▶ _Records from a collection_
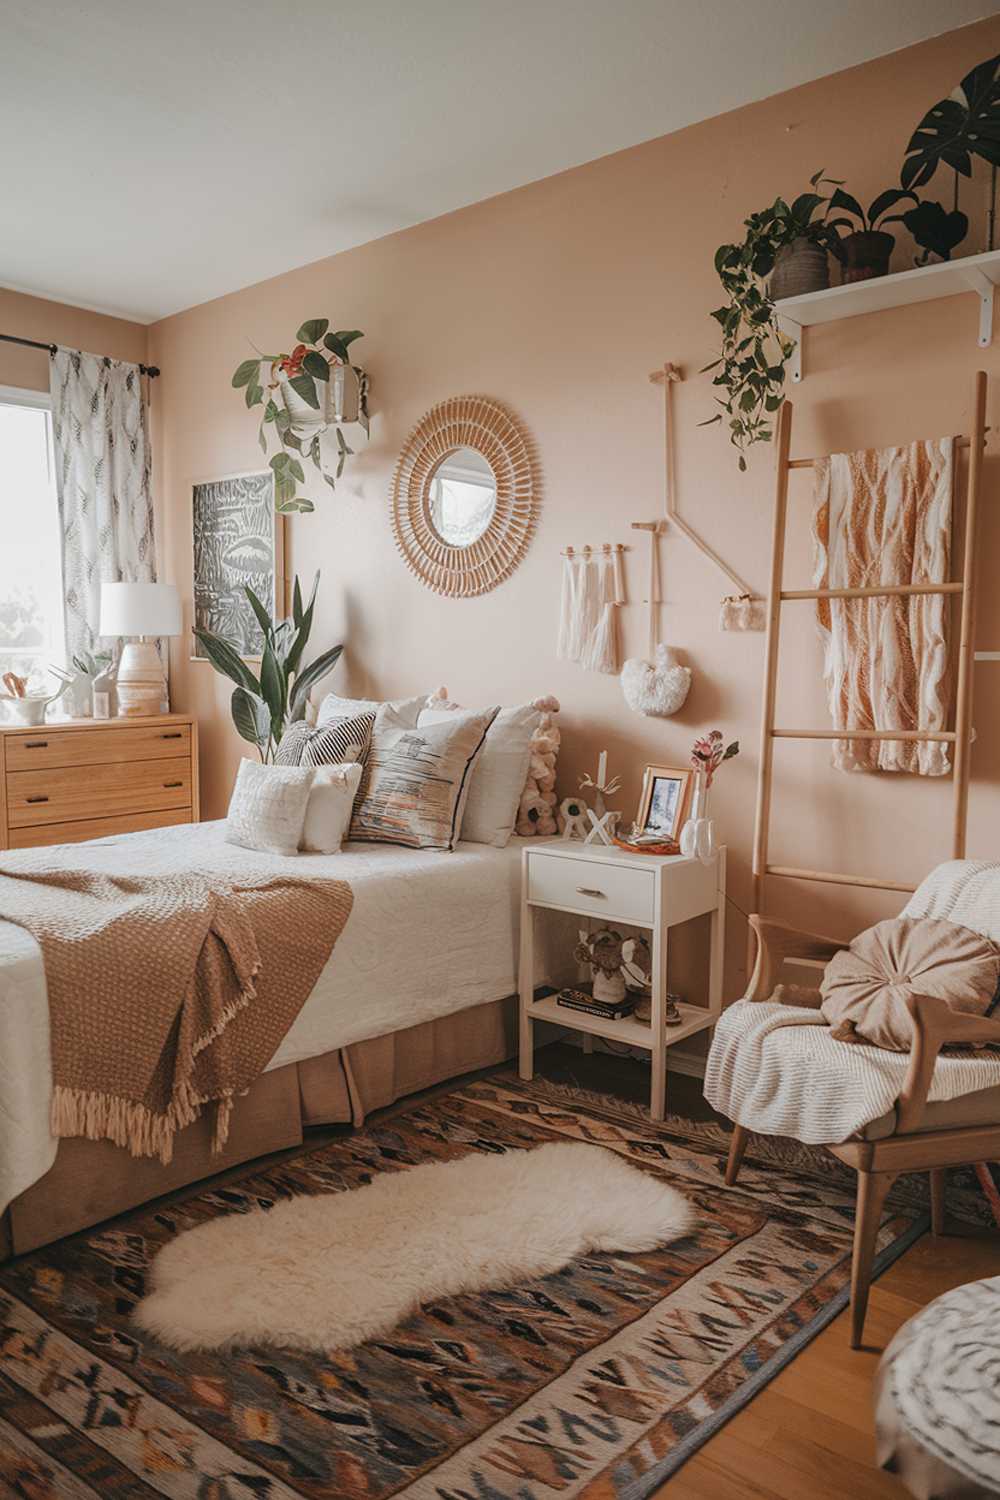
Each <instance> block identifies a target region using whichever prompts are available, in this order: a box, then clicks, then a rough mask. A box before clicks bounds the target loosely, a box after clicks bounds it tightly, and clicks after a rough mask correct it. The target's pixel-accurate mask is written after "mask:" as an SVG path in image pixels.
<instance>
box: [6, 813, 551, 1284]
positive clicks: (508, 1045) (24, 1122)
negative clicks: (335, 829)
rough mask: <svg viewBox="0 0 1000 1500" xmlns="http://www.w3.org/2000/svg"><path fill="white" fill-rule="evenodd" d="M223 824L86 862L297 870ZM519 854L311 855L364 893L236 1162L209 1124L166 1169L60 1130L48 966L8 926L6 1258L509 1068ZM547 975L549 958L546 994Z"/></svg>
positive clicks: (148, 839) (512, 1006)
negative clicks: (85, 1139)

▶ _What needs to be done_
Your task is to transcribe exactly the lines from the one with "positive clicks: (508, 1045) (24, 1122)" through the end of the data, both included, and nothing besides.

▶ _Written answer_
positive clicks: (508, 1045) (24, 1122)
negative clicks: (335, 829)
rough mask: <svg viewBox="0 0 1000 1500" xmlns="http://www.w3.org/2000/svg"><path fill="white" fill-rule="evenodd" d="M223 824L86 862L297 870ZM519 854L311 855L364 893L236 1162L209 1124L166 1169L60 1130L48 966L8 926L6 1258L509 1068ZM547 975L549 958L546 994Z"/></svg>
positive clicks: (148, 839) (512, 1006)
negative clicks: (85, 1139)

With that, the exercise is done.